>>>

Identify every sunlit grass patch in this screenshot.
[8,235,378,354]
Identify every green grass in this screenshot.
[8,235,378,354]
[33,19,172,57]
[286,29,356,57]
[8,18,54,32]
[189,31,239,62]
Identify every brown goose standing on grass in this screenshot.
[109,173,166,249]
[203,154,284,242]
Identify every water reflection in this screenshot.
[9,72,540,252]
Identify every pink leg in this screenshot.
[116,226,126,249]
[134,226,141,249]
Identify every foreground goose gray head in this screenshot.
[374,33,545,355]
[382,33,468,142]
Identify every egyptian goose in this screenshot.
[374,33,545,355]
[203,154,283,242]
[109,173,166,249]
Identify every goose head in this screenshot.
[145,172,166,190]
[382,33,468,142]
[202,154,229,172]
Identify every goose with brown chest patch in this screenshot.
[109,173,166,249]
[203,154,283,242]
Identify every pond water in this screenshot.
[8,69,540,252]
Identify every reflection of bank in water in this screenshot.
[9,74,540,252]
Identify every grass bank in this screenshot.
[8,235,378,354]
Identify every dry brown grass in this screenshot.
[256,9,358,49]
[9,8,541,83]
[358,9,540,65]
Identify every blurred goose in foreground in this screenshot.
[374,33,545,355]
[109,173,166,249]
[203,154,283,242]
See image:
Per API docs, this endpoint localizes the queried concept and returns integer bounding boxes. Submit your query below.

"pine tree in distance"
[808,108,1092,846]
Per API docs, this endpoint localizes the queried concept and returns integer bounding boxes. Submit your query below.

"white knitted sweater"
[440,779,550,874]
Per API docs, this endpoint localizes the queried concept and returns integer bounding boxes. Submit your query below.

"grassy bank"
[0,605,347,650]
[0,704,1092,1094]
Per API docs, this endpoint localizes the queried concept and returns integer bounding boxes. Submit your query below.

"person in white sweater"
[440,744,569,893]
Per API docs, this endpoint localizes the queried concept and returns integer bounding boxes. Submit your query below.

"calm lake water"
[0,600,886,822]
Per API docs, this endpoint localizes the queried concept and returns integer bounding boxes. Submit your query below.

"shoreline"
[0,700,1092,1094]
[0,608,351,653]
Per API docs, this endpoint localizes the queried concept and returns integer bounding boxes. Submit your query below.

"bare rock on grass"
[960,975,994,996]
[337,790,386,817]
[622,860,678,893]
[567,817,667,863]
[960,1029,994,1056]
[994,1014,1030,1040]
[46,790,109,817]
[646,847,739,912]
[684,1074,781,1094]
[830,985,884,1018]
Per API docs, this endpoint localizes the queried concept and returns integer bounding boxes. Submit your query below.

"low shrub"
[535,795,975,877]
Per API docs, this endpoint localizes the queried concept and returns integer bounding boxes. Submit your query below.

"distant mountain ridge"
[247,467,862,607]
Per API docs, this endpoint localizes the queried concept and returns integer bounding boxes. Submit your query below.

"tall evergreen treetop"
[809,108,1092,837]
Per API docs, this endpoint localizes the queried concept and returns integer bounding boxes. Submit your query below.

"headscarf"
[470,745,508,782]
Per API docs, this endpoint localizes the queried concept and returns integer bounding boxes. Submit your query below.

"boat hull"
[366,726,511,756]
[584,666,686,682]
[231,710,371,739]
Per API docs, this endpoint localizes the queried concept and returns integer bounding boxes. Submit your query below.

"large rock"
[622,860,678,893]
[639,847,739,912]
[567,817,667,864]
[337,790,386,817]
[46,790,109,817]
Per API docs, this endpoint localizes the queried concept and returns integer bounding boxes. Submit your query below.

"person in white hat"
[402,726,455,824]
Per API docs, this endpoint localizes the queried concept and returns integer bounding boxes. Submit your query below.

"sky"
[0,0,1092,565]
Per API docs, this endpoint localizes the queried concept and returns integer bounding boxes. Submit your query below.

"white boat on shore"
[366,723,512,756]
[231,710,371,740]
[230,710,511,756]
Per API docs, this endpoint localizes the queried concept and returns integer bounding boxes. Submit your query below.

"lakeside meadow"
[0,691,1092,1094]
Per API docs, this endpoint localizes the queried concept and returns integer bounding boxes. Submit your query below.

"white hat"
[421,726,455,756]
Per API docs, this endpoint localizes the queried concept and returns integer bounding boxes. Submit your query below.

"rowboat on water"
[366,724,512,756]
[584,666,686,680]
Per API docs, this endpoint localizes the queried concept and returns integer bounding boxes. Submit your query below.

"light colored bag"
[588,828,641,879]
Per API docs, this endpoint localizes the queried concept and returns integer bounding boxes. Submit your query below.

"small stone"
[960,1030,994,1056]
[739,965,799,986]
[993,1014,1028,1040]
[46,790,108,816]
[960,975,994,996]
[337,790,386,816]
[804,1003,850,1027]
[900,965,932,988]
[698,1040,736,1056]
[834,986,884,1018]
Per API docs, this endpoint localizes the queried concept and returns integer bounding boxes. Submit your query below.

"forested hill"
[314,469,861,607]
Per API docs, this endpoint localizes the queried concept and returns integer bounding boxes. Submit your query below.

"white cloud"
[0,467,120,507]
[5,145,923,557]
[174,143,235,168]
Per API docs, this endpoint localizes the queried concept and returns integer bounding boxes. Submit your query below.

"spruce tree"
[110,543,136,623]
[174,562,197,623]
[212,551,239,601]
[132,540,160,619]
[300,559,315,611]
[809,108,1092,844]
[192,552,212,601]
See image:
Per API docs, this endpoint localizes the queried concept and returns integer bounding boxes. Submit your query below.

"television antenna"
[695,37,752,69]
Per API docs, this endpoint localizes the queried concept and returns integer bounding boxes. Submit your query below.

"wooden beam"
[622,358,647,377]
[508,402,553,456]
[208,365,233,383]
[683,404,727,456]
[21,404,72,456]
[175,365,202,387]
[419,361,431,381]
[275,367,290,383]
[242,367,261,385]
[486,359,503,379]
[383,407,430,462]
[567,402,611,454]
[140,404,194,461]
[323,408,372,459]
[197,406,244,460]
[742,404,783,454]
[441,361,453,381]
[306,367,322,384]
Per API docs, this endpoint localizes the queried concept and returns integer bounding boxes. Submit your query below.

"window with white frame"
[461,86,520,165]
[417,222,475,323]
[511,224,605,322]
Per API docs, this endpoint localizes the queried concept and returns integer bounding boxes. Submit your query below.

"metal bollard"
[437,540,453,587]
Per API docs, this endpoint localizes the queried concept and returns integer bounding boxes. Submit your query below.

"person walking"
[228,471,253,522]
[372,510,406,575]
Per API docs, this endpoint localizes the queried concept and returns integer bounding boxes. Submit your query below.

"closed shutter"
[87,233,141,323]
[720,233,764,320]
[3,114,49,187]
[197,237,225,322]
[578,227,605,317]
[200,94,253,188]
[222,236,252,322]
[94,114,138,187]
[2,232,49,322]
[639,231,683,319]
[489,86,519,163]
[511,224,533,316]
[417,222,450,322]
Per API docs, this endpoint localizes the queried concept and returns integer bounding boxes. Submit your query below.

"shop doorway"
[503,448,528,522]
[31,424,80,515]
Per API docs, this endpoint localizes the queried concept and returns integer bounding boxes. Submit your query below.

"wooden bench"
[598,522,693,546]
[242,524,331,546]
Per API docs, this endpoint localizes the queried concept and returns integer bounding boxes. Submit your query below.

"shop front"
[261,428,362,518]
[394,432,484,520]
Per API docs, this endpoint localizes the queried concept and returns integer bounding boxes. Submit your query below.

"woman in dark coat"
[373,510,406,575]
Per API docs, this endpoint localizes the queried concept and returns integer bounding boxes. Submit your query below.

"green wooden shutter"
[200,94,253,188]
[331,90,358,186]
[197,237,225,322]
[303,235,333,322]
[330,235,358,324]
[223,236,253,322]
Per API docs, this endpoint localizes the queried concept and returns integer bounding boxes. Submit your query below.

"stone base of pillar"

<<<

* _Requirement_:
Reproduce the listing from its first line through the line containing "[8,69,540,252]", keeping every line including the requests, but increase each bounding-box coordinate by 113.

* _Problem solution_:
Identify every sunlit grass patch in this screenshot.
[121,348,491,467]
Identify every green grass in this screenshot.
[121,348,491,467]
[146,132,285,170]
[399,142,469,170]
[121,131,167,145]
[302,144,352,175]
Identify every brown goose standing on grass in this screenshot.
[222,286,279,362]
[316,267,397,355]
Identify every water reflection in this screenshot.
[122,185,653,365]
Identify every pink leg in this screenshot.
[229,339,239,362]
[247,339,254,362]
Identify every foreground goose gray head in this screenshot.
[487,146,658,468]
[495,146,581,255]
Identify every egyptian goose in this screenshot.
[487,146,658,468]
[316,267,396,355]
[222,286,279,362]
Identify every goose head in this screenshot.
[258,285,279,303]
[495,146,581,255]
[315,267,342,285]
Identify every goose with brown chest patch in this screenshot.
[222,286,279,362]
[316,267,396,355]
Identify every pond water in this screenshot.
[121,182,653,365]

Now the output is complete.